▶ [What to work on]
Copy each line below exactly.

▶ [Material provided]
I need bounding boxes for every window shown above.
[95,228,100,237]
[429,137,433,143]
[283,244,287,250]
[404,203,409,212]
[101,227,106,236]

▶ [The completed task]
I need bounding boxes for every window shown above.
[95,228,100,237]
[429,137,433,143]
[283,244,287,250]
[404,203,409,212]
[101,227,106,236]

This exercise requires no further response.